───── Records supplied ─────
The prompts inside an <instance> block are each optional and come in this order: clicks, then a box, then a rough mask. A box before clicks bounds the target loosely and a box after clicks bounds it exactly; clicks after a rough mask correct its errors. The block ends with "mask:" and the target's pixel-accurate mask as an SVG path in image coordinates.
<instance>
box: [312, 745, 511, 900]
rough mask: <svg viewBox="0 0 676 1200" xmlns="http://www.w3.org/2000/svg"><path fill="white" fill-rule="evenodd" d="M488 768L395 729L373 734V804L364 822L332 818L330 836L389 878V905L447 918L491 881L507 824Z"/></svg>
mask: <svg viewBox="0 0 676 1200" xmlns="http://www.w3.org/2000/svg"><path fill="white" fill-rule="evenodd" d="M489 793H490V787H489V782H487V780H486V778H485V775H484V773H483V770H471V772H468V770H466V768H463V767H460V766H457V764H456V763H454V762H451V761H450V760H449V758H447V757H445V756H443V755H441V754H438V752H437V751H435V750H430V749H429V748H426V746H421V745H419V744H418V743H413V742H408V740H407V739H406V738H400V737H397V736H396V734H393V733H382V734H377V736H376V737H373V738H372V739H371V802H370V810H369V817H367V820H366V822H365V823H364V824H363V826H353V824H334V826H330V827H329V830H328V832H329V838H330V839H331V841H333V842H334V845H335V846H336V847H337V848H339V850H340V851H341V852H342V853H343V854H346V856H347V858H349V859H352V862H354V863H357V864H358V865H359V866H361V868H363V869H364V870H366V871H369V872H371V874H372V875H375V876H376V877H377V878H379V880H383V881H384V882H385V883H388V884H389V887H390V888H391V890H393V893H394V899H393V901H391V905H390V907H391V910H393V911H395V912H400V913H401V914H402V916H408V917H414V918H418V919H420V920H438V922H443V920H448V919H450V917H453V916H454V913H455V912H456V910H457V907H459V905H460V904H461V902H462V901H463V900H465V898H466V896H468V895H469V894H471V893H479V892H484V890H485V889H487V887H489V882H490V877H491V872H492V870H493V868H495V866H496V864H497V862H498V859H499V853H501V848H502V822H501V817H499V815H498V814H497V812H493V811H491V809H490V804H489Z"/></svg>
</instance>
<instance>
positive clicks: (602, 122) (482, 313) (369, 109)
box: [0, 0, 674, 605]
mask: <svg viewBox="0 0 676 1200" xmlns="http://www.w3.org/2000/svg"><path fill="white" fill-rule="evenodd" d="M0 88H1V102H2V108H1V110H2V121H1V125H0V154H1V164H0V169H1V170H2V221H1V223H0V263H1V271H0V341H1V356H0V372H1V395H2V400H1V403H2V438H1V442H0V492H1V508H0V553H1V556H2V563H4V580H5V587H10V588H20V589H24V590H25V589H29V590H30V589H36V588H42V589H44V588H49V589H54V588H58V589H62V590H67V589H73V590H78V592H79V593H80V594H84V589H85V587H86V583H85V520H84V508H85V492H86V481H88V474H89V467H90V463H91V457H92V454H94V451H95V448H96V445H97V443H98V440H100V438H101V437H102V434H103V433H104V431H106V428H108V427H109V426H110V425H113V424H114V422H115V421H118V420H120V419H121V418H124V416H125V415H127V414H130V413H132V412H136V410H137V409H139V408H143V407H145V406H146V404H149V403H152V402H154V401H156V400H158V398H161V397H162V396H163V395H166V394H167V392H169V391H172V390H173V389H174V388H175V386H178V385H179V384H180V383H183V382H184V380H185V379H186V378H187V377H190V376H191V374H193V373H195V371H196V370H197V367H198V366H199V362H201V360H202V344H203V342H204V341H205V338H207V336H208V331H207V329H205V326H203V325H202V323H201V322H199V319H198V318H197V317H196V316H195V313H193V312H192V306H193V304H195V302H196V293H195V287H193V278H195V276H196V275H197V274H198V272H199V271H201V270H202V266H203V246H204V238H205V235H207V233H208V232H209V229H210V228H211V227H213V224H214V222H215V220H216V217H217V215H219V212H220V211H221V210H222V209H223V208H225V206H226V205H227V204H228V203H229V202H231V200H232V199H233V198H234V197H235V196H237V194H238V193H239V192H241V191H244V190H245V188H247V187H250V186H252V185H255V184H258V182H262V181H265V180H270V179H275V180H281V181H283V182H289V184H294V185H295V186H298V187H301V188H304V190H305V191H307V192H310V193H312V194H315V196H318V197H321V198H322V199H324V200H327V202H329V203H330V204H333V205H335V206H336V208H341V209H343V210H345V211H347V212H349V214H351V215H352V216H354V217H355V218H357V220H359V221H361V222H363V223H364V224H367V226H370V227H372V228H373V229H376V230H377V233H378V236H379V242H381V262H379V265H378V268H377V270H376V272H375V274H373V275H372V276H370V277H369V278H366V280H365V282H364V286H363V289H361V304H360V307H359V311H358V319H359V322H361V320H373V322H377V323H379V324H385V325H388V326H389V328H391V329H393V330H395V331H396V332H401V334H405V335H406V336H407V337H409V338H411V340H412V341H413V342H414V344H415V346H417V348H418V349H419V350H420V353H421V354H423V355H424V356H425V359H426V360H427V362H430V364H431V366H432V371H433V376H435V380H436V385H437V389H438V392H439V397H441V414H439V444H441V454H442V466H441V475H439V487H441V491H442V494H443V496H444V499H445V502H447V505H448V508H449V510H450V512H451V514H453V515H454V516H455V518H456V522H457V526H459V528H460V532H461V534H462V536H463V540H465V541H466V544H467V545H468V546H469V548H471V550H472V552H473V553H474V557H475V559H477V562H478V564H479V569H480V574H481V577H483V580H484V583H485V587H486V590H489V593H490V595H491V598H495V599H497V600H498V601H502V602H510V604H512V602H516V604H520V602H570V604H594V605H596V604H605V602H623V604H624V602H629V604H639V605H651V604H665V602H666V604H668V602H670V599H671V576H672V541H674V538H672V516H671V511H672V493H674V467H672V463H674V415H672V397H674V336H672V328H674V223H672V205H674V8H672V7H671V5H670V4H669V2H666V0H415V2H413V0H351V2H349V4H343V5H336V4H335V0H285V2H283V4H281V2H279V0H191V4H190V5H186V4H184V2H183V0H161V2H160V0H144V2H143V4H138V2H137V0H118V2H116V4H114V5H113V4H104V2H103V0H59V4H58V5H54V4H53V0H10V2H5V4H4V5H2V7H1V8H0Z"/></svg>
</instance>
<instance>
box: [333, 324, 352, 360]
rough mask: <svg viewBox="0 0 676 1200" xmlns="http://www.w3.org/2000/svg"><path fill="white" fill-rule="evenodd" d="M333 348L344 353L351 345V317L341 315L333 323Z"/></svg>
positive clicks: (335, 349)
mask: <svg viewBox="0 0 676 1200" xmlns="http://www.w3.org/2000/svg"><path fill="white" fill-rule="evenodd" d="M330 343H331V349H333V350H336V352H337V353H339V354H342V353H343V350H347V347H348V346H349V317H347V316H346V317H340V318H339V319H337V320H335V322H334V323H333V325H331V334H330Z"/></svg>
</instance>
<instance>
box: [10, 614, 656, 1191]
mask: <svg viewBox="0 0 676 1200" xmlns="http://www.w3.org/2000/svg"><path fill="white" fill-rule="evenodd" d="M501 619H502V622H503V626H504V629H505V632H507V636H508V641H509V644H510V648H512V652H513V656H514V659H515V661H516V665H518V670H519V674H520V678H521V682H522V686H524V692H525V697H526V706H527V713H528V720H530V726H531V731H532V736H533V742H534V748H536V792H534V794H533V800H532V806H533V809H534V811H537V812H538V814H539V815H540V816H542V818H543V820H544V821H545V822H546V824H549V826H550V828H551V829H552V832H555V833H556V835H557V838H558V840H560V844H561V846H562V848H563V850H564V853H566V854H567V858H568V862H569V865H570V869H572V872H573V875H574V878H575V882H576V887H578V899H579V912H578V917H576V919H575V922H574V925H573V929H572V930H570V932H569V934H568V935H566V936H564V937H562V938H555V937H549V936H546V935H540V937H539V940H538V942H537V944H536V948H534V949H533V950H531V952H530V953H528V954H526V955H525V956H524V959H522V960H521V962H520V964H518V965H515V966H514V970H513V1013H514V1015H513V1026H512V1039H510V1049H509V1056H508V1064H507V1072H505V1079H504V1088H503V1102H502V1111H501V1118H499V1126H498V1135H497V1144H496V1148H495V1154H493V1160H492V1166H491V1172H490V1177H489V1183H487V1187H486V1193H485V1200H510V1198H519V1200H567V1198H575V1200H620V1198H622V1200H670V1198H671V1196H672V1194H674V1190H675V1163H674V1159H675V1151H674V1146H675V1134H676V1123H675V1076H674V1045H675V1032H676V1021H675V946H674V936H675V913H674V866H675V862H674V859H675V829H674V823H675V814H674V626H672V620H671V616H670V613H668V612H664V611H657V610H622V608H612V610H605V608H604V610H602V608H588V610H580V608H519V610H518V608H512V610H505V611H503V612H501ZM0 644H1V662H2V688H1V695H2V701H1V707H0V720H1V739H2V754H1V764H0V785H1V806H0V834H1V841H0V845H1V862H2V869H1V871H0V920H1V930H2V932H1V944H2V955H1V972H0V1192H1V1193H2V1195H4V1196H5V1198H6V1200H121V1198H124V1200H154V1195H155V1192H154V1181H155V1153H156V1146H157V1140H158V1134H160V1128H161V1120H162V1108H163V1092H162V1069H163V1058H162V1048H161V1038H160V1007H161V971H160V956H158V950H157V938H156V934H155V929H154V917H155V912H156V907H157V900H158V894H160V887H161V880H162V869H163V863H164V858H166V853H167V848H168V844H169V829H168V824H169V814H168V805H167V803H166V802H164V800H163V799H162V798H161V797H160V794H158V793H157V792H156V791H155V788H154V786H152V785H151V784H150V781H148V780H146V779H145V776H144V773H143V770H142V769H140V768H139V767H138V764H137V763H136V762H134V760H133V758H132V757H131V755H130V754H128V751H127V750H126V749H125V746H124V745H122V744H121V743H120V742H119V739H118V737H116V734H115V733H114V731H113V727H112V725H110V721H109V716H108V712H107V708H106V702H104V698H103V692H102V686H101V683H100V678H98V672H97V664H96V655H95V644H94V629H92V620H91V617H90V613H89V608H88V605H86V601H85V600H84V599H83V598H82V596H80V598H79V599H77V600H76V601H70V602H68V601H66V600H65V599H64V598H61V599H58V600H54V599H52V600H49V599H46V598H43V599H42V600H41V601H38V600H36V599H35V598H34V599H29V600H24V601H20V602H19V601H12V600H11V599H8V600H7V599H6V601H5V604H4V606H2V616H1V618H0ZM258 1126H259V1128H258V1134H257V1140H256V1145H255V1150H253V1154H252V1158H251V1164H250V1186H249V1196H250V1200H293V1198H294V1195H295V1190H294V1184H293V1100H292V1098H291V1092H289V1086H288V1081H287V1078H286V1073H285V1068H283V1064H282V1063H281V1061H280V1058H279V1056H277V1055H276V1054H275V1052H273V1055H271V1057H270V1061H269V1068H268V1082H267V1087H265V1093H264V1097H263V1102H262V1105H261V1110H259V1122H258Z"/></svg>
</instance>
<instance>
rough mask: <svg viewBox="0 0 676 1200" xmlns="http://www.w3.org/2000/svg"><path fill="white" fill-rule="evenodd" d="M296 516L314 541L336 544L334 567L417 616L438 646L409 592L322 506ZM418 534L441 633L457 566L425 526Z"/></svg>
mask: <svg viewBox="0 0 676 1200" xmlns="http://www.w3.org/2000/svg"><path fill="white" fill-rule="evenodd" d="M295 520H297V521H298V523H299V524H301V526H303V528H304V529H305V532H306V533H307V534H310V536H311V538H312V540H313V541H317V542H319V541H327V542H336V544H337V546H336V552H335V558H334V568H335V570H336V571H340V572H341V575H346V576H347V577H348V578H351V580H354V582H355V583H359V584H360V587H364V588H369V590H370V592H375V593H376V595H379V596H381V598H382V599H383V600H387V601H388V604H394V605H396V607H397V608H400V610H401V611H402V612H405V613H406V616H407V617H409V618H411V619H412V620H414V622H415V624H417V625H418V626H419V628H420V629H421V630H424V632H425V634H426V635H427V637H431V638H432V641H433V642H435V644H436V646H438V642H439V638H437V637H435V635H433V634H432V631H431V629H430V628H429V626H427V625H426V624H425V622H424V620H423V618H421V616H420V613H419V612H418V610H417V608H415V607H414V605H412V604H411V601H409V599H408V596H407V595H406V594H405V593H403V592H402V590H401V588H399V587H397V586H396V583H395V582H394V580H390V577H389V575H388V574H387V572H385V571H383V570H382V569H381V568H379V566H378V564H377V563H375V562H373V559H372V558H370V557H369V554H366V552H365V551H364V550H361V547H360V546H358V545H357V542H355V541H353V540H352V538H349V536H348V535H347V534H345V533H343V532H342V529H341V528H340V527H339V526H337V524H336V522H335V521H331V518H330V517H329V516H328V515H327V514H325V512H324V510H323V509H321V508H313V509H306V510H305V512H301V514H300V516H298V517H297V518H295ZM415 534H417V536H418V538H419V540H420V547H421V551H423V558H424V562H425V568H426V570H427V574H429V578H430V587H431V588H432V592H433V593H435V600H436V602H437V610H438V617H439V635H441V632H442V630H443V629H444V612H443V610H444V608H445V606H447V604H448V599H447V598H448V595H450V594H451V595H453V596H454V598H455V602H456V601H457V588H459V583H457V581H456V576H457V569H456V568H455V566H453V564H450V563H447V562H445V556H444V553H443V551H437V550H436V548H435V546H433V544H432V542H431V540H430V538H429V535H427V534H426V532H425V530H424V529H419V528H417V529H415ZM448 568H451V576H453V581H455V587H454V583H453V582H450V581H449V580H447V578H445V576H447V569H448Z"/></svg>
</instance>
─────
Your objective
Lay out as a Markdown table with columns No. and Text the part of the rows that opens with their first line and closes with the line containing "box: [312, 745, 511, 900]", both ends included. Number each line and leave out blank lines.

Task answer
| No. | Text |
|---|---|
| 1 | The prompts inside an <instance> block are each optional and come in this order: clicks, then a box, then a rough mask. A box before clicks bounds the target loosely and a box after clicks bounds it exactly; clicks after a rough mask correct its errors. The block ends with "mask:" and the target's pixel-accurate mask as an SVG path in image coordinates. |
| 2 | <instance> |
| 3 | box: [312, 745, 511, 900] |